Study Suggests That Yoga is Good for the Heart -1569

December 16th, 2014
Study Suggests That Yoga is Good for the Heart -1569

Yoga has long been associated with increased flexibility, strength and muscle tone, but a new study has indicated that it could also have benefits for the heart.

Research conducted in the Netherlands suggests that doing yoga could help to reduce the risk of developing risk factors for heart disease, including high blood pressure and high cholesterol. In a review of 37 studies, which involves a total of almost 3,000 people, researchers found that regular yoga sessions helped to protect the heart. Yoga was found to be particularly beneficial for those who were unable to do more intensive physical exercise.

Although yoga does not count towards the recommended weekly physical activity quota, experts believe that it does provide health benefits. Aside from strengthening the muscles and improving flexibility, yoga has also been proven to relax the mind and release tension, reducing stress. Stress affects most of us from time to time, but severe stress can really take its toll on physical health and mental wellbeing, leading to disrupted sleep patterns and insomnia, increased susceptibility to illness, anxiety and high blood pressure. Stress can also trigger symptoms in people who have underlying health conditions, such as irritable bowel syndrome.

Prof Myriam Hunink, lead researcher from Rotterdam’s Erasmus University Medical Center, explained that the aim of the study was to investigate the impact on yoga on the heart and to identify any positive implications on heart health. When compared to a complete lack of physical exercise, yoga was found to provide significant benefits, including a reduced risk of obesity, high blood pressure and high cholesterol.

In light of the findings, which have been published in the European Journal of Preventative Cardiology, Prof Hunink believes that yoga is “potentially very useful” and could be a beneficial means of reducing heart problems, especially in those who struggle with more vigorous forms of exercise.

Stored data:
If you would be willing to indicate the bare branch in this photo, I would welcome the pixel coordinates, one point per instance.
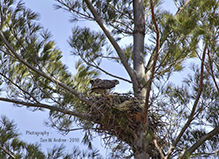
(158, 147)
(201, 141)
(99, 68)
(191, 116)
(45, 106)
(153, 66)
(24, 91)
(118, 49)
(41, 73)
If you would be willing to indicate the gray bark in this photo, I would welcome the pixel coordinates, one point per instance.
(138, 48)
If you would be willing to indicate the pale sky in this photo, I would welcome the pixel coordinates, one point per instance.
(57, 21)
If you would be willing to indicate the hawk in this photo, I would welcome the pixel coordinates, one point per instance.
(100, 86)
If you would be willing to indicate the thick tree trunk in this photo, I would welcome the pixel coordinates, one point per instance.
(140, 146)
(138, 48)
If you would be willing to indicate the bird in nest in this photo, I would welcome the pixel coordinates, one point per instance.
(100, 86)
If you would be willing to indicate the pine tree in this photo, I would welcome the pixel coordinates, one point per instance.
(11, 146)
(158, 118)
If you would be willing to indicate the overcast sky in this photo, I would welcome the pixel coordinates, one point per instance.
(57, 21)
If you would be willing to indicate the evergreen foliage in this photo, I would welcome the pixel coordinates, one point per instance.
(158, 118)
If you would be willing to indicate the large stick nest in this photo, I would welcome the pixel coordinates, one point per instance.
(120, 115)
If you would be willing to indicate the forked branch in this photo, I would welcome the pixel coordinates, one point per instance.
(153, 66)
(114, 43)
(191, 116)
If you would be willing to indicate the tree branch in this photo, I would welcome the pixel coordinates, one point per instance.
(45, 106)
(183, 6)
(43, 74)
(99, 68)
(118, 49)
(191, 116)
(153, 66)
(200, 142)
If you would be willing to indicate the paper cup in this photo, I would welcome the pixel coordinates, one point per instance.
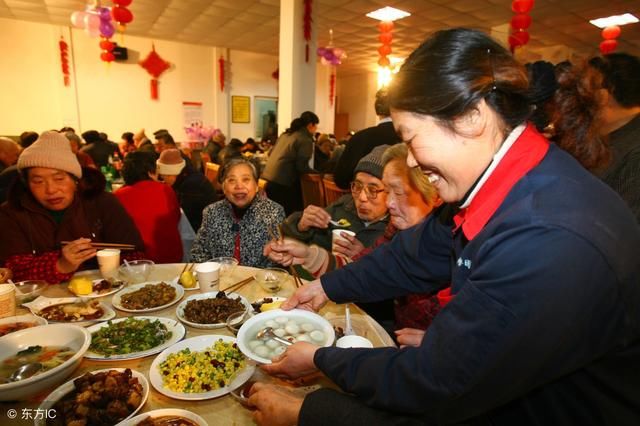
(208, 274)
(7, 300)
(109, 262)
(335, 235)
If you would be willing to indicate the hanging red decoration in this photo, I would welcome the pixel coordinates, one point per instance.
(307, 28)
(385, 37)
(155, 66)
(221, 72)
(64, 60)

_Required actions_
1. Answer these questions using the article on yoga and heart health:
(a) How many studies did the researchers review?
(b) What institution is the lead researcher from?
(c) In which journal were the findings published?
2. Decide whether each statement agrees with the article on yoga and heart health, and quote the words that settle it:
(a) The research was carried out in the Netherlands.
(b) Yoga counts towards the recommended weekly physical activity quota.
(c) Yoga proved especially helpful for people who cannot do more intensive exercise.
The stored data plays no part in the tasks.

_Task-by-task solutions_
1.
(a) 37 studies
(b) Rotterdam's Erasmus University Medical Center
(c) The European Journal of Preventative Cardiology

2.
(a) Yes: "Research conducted in the Netherlands suggests that doing yoga could help to reduce the risk of developing risk factors for heart disease"
(b) No: "Although yoga does not count towards the recommended weekly physical activity quota"
(c) Yes: "Yoga was found to be particularly beneficial for those who were unable to do more intensive physical exercise."